-- DATA ENTRIES --
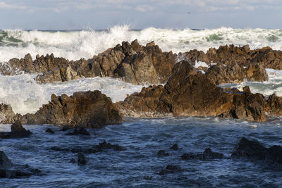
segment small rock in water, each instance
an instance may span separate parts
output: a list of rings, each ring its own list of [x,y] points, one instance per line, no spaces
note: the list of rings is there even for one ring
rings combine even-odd
[[[78,134],[87,135],[87,136],[91,135],[88,131],[87,131],[85,128],[82,127],[80,128],[79,130],[74,129],[73,132],[68,132],[66,134],[66,135],[78,135]]]
[[[76,163],[76,161],[75,161],[75,159],[74,159],[73,158],[72,158],[70,159],[70,163]]]
[[[206,148],[203,153],[184,153],[181,156],[181,158],[183,160],[190,160],[190,159],[199,159],[201,161],[206,161],[206,160],[213,160],[213,159],[221,159],[223,158],[223,154],[213,152],[212,149],[209,148]]]
[[[174,173],[180,172],[182,170],[179,166],[168,165],[166,168],[161,170],[159,172],[160,175],[166,174],[173,174]]]
[[[50,133],[50,134],[54,134],[54,133],[55,133],[55,132],[54,132],[51,129],[50,129],[50,128],[47,129],[45,132],[49,132],[49,133]]]
[[[68,126],[63,126],[63,127],[61,128],[61,131],[66,131],[68,130],[71,129],[71,127],[68,127]]]
[[[170,149],[172,150],[178,150],[178,145],[177,144],[174,144],[171,148]]]
[[[79,165],[85,165],[87,163],[85,156],[82,153],[78,153],[78,164]]]
[[[164,150],[159,150],[157,154],[158,156],[169,156],[169,153],[166,153]]]
[[[11,125],[11,137],[27,137],[31,134],[30,130],[26,130],[23,127],[20,121],[16,121]]]

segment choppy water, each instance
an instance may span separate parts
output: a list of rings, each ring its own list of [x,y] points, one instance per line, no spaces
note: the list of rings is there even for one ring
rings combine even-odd
[[[4,187],[281,187],[282,172],[262,162],[230,158],[235,144],[242,137],[256,139],[264,146],[282,144],[281,120],[250,123],[217,118],[130,118],[121,125],[88,130],[91,136],[66,136],[53,126],[27,125],[30,138],[0,142],[15,164],[39,168],[41,176],[2,179]],[[47,127],[54,134],[44,132]],[[1,125],[8,130],[8,125]],[[90,147],[103,141],[119,144],[125,151],[85,154],[85,166],[70,163],[77,154],[49,148]],[[178,144],[178,151],[169,150]],[[202,152],[209,147],[224,154],[221,160],[182,161],[187,152]],[[169,156],[159,157],[164,149]],[[167,165],[182,170],[160,175]]]
[[[142,44],[152,40],[163,49],[173,52],[190,49],[207,50],[220,45],[249,44],[252,49],[270,46],[282,49],[281,30],[182,30],[147,28],[133,30],[116,26],[109,30],[81,31],[0,31],[0,61],[22,58],[27,53],[54,53],[69,59],[91,58],[122,41],[137,39]],[[206,65],[198,62],[197,65]],[[250,87],[253,93],[282,96],[282,72],[267,69],[269,81],[226,84],[221,87]],[[38,84],[34,75],[0,75],[0,103],[9,104],[16,113],[37,111],[50,100],[51,94],[71,95],[75,92],[99,89],[114,102],[127,94],[140,92],[143,86],[125,83],[109,77],[80,79],[62,83]],[[0,139],[3,150],[14,164],[28,164],[42,170],[40,176],[22,179],[0,179],[4,187],[281,187],[282,171],[271,170],[262,162],[231,159],[231,153],[240,137],[255,139],[265,146],[282,145],[281,119],[266,123],[221,119],[218,118],[166,118],[159,119],[127,118],[121,125],[100,130],[88,130],[91,136],[66,136],[52,125],[26,125],[33,134],[29,138]],[[55,134],[45,133],[47,127]],[[10,125],[0,125],[0,131],[8,131]],[[80,166],[70,163],[76,153],[55,151],[49,148],[87,147],[102,141],[116,144],[126,151],[86,154],[88,164]],[[170,151],[173,144],[179,151]],[[182,161],[186,152],[203,152],[210,147],[221,152],[222,160]],[[158,157],[164,149],[169,156]],[[159,175],[167,165],[179,166],[173,174]]]

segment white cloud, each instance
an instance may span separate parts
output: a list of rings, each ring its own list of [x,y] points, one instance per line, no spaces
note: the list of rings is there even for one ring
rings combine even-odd
[[[136,6],[135,10],[140,12],[150,12],[154,11],[154,7],[149,5],[138,5]]]
[[[7,3],[4,2],[4,1],[0,1],[0,8],[25,10],[25,9],[27,9],[28,7],[25,6],[8,4],[7,4]]]

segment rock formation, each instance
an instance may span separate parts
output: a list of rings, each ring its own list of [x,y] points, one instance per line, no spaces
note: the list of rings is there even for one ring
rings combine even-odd
[[[76,92],[51,96],[51,101],[43,105],[35,114],[27,113],[19,119],[27,124],[54,124],[80,127],[102,127],[120,124],[123,116],[110,98],[99,91]]]
[[[266,100],[248,87],[243,92],[226,92],[185,61],[176,64],[164,87],[143,87],[117,105],[125,115],[135,117],[212,115],[262,122],[266,113],[282,115],[280,97]]]
[[[37,55],[32,61],[28,54],[24,58],[13,58],[0,65],[0,72],[9,75],[39,73],[35,78],[39,84],[97,76],[120,77],[133,84],[159,84],[166,82],[176,57],[171,51],[162,52],[153,42],[143,46],[135,40],[131,44],[123,42],[88,60],[69,61],[51,54]]]
[[[20,121],[16,121],[11,125],[11,132],[0,132],[0,138],[13,139],[27,137],[31,134],[30,130],[25,130]]]

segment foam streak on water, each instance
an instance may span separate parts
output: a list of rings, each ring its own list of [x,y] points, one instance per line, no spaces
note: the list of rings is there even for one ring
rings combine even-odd
[[[143,45],[154,40],[163,51],[172,50],[174,53],[194,49],[206,51],[210,47],[231,44],[249,44],[251,49],[269,46],[274,49],[282,49],[281,30],[221,27],[175,30],[149,27],[133,30],[127,25],[115,26],[104,31],[6,30],[0,31],[0,62],[23,58],[27,53],[32,58],[37,54],[54,53],[55,56],[70,60],[88,58],[123,41],[131,42],[136,39]]]

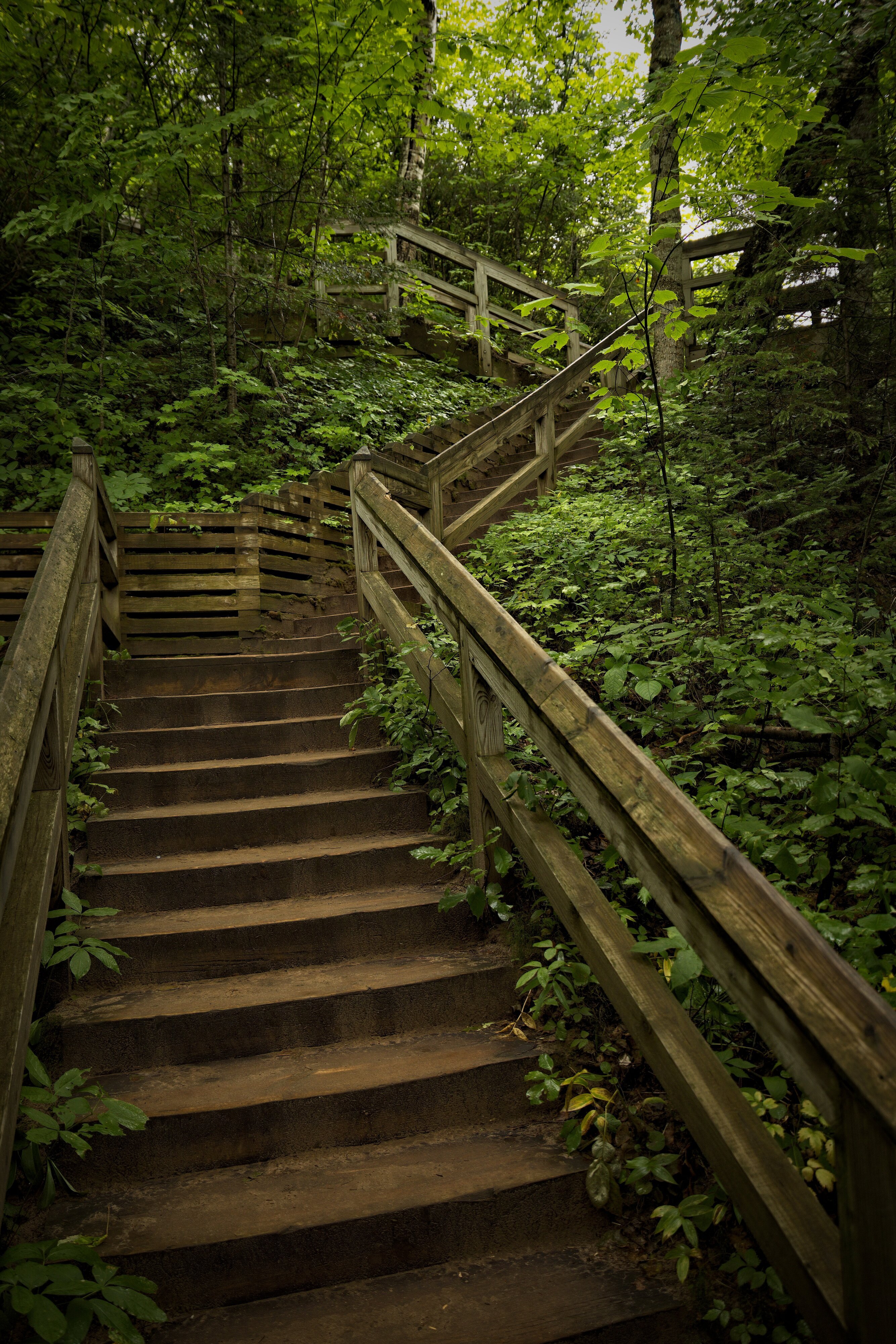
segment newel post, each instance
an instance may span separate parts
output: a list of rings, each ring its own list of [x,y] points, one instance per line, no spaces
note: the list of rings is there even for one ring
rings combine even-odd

-- WHAT TO WORK ON --
Rewrite all of these lines with every "instance" changed to "object", keeping everything else the same. Leave the pictures out of your answer.

-- REPLY --
segment small rock in water, each object
an object may span separate parts
output: a list of rings, each ring its own list of [x,y] points, one object per line, no spaces
note: the list of rings is there even for one ring
rings combine even-odd
[[[78,134],[87,135],[87,136],[91,135],[88,131],[87,131],[85,128],[82,127],[80,128],[79,130],[74,129],[73,132],[68,132],[66,134],[66,135],[78,135]]]
[[[76,163],[76,161],[75,161],[75,159],[74,159],[73,158],[72,158],[70,159],[70,163]]]
[[[206,148],[203,153],[184,153],[181,156],[181,158],[183,160],[190,160],[190,159],[199,159],[201,161],[206,161],[206,160],[213,160],[213,159],[221,159],[223,158],[223,154],[213,152],[212,149],[209,148]]]
[[[174,173],[180,172],[182,170],[179,166],[168,165],[166,168],[161,170],[159,172],[160,175],[166,174],[173,174]]]
[[[50,133],[50,134],[54,134],[54,133],[55,133],[55,132],[54,132],[51,129],[50,129],[50,128],[47,129],[45,132],[49,132],[49,133]]]
[[[68,126],[63,126],[63,127],[61,128],[61,131],[66,131],[68,130],[71,129],[71,127],[68,127]]]
[[[170,149],[172,150],[178,150],[178,145],[177,144],[174,144],[171,148]]]
[[[79,165],[85,165],[87,163],[85,156],[82,153],[78,153],[78,164]]]
[[[164,150],[159,150],[157,154],[158,156],[169,156],[169,153],[166,153]]]
[[[11,125],[11,137],[27,137],[31,134],[30,130],[26,130],[23,127],[20,121],[16,121]]]

segment choppy water, each object
an object may span separate parts
output: a list of rings, each ring its own list of [x,y] points, one object per line, no spaces
note: the list of rings is there even for one ring
rings combine even-odd
[[[4,187],[281,187],[282,172],[262,162],[230,158],[235,144],[242,137],[256,139],[264,146],[282,144],[281,120],[250,123],[217,118],[130,118],[121,125],[88,130],[91,136],[66,136],[53,126],[27,125],[30,138],[0,142],[15,164],[39,168],[41,176],[2,179]],[[47,127],[54,134],[44,132]],[[1,125],[8,130],[8,125]],[[90,147],[103,141],[119,144],[125,151],[85,154],[85,166],[70,163],[77,154],[49,148]],[[178,144],[178,151],[169,150]],[[202,152],[209,147],[224,154],[221,160],[182,161],[187,152]],[[169,156],[159,157],[164,149]],[[167,165],[182,170],[160,175]]]
[[[142,44],[152,40],[163,49],[173,52],[190,49],[207,50],[220,45],[249,44],[252,49],[270,46],[282,49],[281,30],[182,30],[147,28],[133,30],[116,26],[109,30],[81,31],[0,31],[0,61],[22,58],[27,53],[54,53],[69,59],[91,58],[122,41],[137,39]],[[206,65],[198,62],[197,65]],[[250,87],[253,93],[282,96],[282,72],[267,69],[269,81],[226,84],[221,87]],[[38,84],[34,75],[0,75],[0,103],[9,104],[16,113],[37,111],[50,100],[51,94],[71,95],[75,92],[99,89],[114,102],[127,94],[140,92],[143,86],[125,83],[109,77],[80,79],[62,83]],[[0,139],[3,150],[14,164],[28,164],[42,170],[40,176],[22,179],[0,179],[4,187],[281,187],[282,171],[271,170],[262,162],[231,159],[231,153],[240,137],[255,139],[265,146],[282,145],[281,119],[266,123],[221,119],[218,118],[166,118],[159,119],[127,118],[121,125],[100,130],[88,130],[91,136],[66,136],[52,125],[26,125],[33,134],[29,138]],[[55,134],[45,133],[47,127]],[[10,125],[0,125],[0,131],[8,131]],[[80,166],[70,163],[76,153],[55,151],[49,148],[87,147],[102,141],[116,144],[126,151],[86,154],[88,164]],[[170,151],[173,144],[179,151]],[[182,161],[186,152],[203,152],[210,147],[221,152],[222,160]],[[158,157],[164,149],[169,156]],[[159,175],[167,165],[179,166],[173,174]]]

segment white cloud, each object
an object may span separate parts
output: a list of rings, each ring its own list of [x,y] points, one object per line, no spaces
note: the list of rings is there even for one ring
rings combine even-odd
[[[136,6],[135,10],[140,12],[150,12],[154,11],[154,7],[149,5],[138,5]]]
[[[7,3],[4,2],[4,1],[0,1],[0,8],[25,10],[25,9],[27,9],[28,7],[25,6],[8,4],[7,4]]]

segment rock formation, each object
an object may span separate parts
output: a list of rings, each ring its own list of [x,y] points, one object per line, no spaces
note: the list of rings is there even for one ring
rings combine even-odd
[[[76,92],[51,96],[51,101],[43,105],[35,114],[27,113],[19,119],[27,124],[54,124],[80,127],[102,127],[120,124],[123,116],[110,98],[99,91]]]
[[[266,100],[248,87],[243,92],[226,92],[185,61],[176,64],[164,87],[143,87],[117,105],[125,115],[135,117],[212,115],[262,122],[266,113],[282,115],[280,97]]]
[[[37,55],[32,61],[28,54],[24,58],[13,58],[0,65],[0,72],[9,75],[39,73],[35,78],[39,84],[97,76],[120,77],[133,84],[159,84],[166,82],[176,57],[171,51],[162,52],[153,42],[143,46],[135,40],[131,44],[123,42],[88,60],[69,61],[51,54]]]
[[[20,121],[16,121],[11,125],[11,132],[0,132],[0,138],[13,139],[27,137],[31,134],[30,130],[25,130]]]

segment foam streak on water, each object
an object may span separate parts
output: a list of rings, each ring its own list of [x,y] points, one object per line, no spaces
note: the list of rings is there even for one ring
rings combine even-odd
[[[143,45],[154,40],[163,51],[172,50],[174,53],[194,49],[206,51],[210,47],[231,44],[249,44],[251,49],[269,46],[274,49],[282,49],[281,30],[221,27],[175,30],[149,27],[133,30],[127,25],[115,26],[104,31],[6,30],[0,31],[0,62],[23,58],[27,53],[32,58],[37,54],[54,53],[55,56],[70,60],[88,58],[123,41],[131,42],[136,39]]]

segment newel post, each object
an object may span separate parts
output: a list of rings, each ring its own list of [x,y] points, one object per line, no spaces
note: the list of rings is there even for one ring
rings combine even-odd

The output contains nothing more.